[Opening STUDY TEXT section]

Dirk Inzé - AMAIZE
Onderstaande beschrijving is in het Engels:
Dirk Inzé's research ambition is to decipher the complex molecular networks regulating plant organ growth and crop productivity. Research is performed both on maize and the model plant Arabidopsis.
Dirk Inzé graduated in 1979 at Ghent University, where he also received his PhD in 1984. In 1990 he was appointed Research Director of the French National Institute for Agricultural Research (INRA), where he initiated highly successful research programs on the cell cycle and growth control in plants. In 1995 he became Professor at Ghent University. Dirk Inzé was the scientific founder of the biotechnology company CropDesign, which was established in 1998 and acquired in 2006 by BASF Plant Science. In 2002 Dirk Inzé was appointed Director of the Department of Plant Systems Biology of the VIB. Under his directorship, the VIB, Department of Plant Systems Biology, currently employing 300 persons, became one of the world leading centers for advanced plant sciences.
In 1994 Dirk Inzé was laureate of the Körber Stiftung Prize (Germany) and in 2003 he became EMBO member. Later, in 2005, he was laureate of the Belgium Francqui Prize and became elected member of the Royal Flemish Academy of Belgium for Science and the Arts. He was awarded the prestigious five-yearly Doctor A. De Leeuw-Damry-Bourlart Prize for Exact Sciences in 2010. In 2013, he received an Advanced ERC grant.

[Closing STUDY TEXT section]
[Opening THE DATA section]

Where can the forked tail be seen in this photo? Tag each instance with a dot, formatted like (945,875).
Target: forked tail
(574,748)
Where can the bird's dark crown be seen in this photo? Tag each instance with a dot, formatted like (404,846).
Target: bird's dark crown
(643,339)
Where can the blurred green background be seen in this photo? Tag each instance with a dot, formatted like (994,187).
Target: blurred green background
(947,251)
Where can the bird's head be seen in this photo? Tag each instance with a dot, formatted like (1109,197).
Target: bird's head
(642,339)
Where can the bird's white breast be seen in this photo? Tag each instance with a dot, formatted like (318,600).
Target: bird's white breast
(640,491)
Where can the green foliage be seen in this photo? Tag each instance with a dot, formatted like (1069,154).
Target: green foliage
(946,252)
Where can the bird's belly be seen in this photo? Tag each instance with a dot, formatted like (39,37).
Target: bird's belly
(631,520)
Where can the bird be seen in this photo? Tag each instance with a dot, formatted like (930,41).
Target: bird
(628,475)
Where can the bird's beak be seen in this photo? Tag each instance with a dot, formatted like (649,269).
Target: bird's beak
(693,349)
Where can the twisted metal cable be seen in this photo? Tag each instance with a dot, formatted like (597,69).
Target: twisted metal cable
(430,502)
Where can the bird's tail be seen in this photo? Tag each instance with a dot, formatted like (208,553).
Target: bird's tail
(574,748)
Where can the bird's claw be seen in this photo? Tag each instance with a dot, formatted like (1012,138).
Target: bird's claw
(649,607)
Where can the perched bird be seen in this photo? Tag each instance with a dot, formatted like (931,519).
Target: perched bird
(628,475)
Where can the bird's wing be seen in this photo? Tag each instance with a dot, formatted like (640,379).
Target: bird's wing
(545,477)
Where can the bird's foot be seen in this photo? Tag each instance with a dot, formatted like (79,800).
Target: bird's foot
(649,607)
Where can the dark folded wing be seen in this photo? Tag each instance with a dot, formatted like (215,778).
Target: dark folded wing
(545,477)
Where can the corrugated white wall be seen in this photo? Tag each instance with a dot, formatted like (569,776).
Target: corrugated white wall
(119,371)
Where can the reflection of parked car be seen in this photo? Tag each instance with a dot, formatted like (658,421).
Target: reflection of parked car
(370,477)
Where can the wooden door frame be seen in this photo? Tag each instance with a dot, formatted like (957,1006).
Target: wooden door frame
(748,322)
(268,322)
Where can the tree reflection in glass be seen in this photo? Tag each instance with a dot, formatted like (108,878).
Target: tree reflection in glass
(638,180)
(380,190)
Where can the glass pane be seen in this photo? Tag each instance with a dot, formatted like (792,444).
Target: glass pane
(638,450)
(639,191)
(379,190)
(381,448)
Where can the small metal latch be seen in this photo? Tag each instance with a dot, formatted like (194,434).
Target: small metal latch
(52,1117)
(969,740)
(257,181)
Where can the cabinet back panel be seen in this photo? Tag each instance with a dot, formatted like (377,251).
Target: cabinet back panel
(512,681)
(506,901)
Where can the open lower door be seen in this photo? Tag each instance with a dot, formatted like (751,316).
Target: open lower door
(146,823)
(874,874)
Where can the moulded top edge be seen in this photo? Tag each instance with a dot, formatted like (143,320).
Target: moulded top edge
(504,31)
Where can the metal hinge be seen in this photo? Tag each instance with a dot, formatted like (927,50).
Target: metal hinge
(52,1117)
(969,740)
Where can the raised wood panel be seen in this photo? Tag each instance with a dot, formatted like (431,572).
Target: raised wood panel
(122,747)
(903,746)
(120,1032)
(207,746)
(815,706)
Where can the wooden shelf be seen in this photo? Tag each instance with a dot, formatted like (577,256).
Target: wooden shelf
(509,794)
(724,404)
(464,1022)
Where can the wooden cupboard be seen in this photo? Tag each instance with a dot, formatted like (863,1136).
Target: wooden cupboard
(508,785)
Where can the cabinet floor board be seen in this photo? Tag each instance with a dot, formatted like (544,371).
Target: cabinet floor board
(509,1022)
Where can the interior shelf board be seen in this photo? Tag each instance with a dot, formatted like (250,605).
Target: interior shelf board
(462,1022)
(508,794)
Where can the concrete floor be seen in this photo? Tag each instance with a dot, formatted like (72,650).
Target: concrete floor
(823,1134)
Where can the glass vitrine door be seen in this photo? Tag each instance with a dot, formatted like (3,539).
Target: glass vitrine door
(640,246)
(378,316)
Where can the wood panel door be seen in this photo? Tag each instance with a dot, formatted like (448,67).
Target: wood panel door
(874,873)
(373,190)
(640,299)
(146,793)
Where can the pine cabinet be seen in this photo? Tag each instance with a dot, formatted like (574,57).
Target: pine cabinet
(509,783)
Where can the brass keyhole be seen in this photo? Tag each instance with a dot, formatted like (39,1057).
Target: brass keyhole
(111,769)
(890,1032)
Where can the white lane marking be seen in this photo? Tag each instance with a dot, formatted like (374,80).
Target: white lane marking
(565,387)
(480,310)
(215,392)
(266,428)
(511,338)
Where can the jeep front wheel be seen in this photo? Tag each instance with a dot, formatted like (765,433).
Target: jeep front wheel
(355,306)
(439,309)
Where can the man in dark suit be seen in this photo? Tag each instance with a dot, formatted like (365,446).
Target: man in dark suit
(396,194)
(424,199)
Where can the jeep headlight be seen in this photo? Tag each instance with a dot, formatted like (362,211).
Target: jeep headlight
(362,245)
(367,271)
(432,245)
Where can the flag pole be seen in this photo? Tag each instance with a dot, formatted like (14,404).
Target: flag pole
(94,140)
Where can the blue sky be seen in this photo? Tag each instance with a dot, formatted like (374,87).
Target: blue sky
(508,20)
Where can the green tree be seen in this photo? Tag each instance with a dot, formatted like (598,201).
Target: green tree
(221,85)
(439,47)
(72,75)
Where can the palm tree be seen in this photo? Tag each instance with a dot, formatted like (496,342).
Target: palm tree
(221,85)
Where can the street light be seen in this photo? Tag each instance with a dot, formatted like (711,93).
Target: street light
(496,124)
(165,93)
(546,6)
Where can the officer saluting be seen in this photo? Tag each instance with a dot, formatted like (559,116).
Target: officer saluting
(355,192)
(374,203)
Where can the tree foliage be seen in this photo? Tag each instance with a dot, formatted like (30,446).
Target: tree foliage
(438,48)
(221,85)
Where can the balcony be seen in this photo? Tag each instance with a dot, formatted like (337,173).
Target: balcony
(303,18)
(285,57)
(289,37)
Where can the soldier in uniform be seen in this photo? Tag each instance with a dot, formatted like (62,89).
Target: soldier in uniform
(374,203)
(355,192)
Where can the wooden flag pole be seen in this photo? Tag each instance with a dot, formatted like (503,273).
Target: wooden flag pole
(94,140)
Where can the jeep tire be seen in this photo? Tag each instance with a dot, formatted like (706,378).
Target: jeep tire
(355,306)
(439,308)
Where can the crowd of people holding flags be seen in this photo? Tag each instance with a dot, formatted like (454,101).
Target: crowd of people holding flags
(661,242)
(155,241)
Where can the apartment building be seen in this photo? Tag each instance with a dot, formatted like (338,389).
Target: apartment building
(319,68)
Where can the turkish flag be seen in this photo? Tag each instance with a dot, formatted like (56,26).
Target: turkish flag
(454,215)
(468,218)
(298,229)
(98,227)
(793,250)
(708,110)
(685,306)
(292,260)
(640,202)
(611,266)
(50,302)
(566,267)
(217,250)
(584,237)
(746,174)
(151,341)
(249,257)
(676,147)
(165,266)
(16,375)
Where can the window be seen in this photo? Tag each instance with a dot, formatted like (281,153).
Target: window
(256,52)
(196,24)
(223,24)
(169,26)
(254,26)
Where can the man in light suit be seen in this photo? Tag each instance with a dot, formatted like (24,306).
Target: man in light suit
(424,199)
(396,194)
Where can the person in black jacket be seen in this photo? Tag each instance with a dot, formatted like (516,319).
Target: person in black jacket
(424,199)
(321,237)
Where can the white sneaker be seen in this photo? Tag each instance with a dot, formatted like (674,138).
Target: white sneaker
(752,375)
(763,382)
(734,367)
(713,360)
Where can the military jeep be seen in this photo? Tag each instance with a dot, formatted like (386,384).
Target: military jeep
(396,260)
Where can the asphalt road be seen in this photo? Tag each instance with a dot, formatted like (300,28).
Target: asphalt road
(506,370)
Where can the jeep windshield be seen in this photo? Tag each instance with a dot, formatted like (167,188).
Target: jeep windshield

[Closing THE DATA section]

> [WHAT THE TASK REQUIRES] According to the Dirk Inzé profile, in what year did BASF Plant Science acquire CropDesign?

> [RESPONSE TO THE EXERCISE] 2006